* Task
Find every line in the items below that contains the word "refrigerator", and copy each of those lines in full.

+ + +

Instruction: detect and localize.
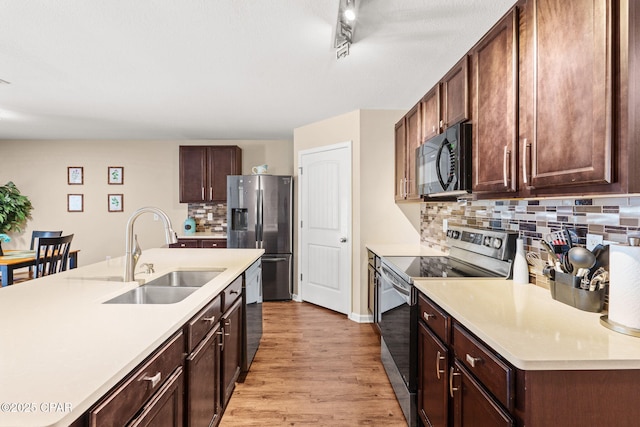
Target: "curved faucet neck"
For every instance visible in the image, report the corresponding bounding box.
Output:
[124,206,177,282]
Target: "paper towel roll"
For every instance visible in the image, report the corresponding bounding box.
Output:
[609,245,640,329]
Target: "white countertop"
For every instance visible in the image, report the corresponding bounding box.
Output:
[414,279,640,370]
[367,244,640,370]
[0,249,263,427]
[366,243,446,256]
[178,231,227,240]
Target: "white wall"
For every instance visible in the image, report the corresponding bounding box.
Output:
[293,110,420,318]
[0,140,293,265]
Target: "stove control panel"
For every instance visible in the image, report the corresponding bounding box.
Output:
[447,227,517,260]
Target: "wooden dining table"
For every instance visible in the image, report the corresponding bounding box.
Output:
[0,249,79,287]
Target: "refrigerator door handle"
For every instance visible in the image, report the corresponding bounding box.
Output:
[256,187,264,249]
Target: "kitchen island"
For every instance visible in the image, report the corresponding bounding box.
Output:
[0,249,263,427]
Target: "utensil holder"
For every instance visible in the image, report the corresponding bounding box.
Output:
[549,271,606,313]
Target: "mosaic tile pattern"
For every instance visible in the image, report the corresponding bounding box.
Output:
[187,203,227,233]
[420,197,640,288]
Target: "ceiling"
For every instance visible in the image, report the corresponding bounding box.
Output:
[0,0,515,140]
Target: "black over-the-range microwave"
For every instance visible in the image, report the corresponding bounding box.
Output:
[416,123,472,199]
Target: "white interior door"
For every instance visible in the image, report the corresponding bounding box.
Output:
[298,142,351,314]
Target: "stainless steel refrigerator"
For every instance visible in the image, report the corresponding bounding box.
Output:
[227,175,293,301]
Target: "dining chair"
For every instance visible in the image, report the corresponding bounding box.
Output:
[34,234,73,278]
[29,230,62,251]
[27,230,62,281]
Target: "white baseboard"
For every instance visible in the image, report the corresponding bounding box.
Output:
[349,313,373,323]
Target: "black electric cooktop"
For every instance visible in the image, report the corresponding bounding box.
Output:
[384,256,501,278]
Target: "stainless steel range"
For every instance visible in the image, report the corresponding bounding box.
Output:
[375,227,517,426]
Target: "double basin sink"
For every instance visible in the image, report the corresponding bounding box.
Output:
[104,270,224,304]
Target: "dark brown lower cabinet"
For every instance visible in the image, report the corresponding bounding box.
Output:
[221,295,242,408]
[127,367,184,427]
[450,360,515,427]
[418,322,449,427]
[89,331,185,427]
[186,324,222,427]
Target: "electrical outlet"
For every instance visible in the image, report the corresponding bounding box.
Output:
[587,233,604,251]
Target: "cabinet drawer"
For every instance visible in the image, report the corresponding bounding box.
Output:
[418,294,451,344]
[89,332,184,427]
[169,239,198,248]
[186,295,222,353]
[201,239,227,248]
[453,324,515,411]
[222,276,242,313]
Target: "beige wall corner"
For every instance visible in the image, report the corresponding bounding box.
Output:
[0,140,293,265]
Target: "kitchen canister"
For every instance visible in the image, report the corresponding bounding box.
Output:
[600,245,640,337]
[513,238,529,285]
[184,217,196,235]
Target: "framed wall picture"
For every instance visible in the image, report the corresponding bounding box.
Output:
[67,194,84,212]
[107,194,124,212]
[107,166,124,185]
[67,166,84,185]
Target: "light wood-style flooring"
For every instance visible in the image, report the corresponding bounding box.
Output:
[220,301,407,427]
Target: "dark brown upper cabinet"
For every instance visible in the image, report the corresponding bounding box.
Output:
[180,145,242,203]
[394,103,422,201]
[421,84,441,142]
[520,0,616,195]
[420,55,469,143]
[440,55,469,130]
[470,8,518,192]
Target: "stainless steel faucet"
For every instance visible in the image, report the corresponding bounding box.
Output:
[124,206,177,282]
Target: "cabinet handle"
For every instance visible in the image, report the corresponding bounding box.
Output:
[522,138,531,185]
[139,372,162,388]
[436,350,444,379]
[466,354,482,368]
[449,366,460,397]
[502,145,511,188]
[218,331,224,351]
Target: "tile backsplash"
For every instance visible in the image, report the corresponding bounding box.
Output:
[420,196,640,287]
[187,203,227,233]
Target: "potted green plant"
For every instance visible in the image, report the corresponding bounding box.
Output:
[0,181,33,256]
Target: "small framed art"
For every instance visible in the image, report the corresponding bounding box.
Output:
[107,194,124,212]
[67,194,84,212]
[67,166,84,185]
[107,166,124,185]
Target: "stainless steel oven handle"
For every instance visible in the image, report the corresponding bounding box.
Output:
[502,145,511,188]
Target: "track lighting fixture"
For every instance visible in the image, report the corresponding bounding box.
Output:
[334,0,356,59]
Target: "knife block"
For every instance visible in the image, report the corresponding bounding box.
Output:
[549,271,606,313]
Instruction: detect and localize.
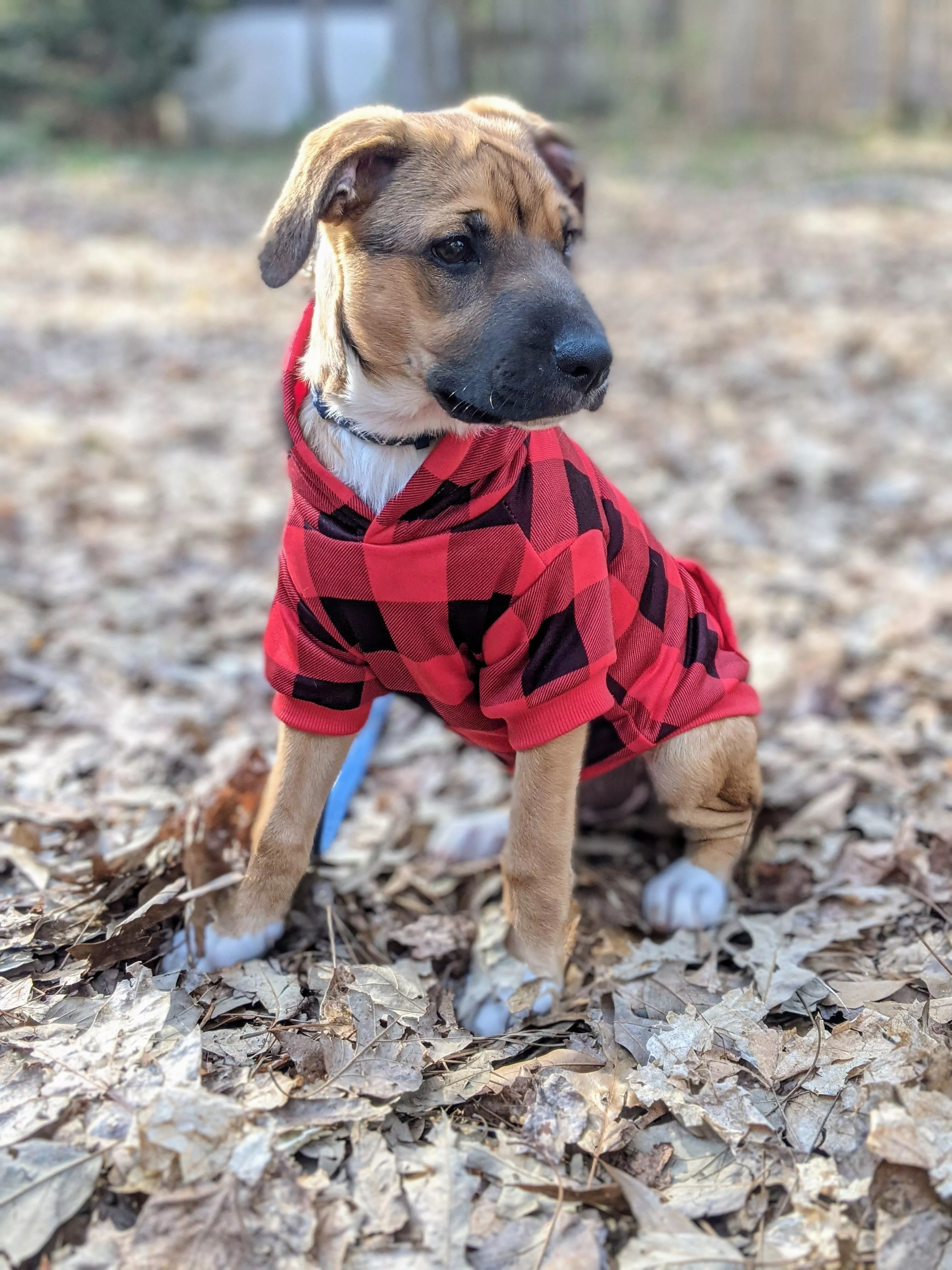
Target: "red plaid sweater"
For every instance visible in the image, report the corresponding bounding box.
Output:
[264,306,759,776]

+ + +

* Solution for this task
Target: "refrigerator door handle"
Target: "stainless steel refrigerator"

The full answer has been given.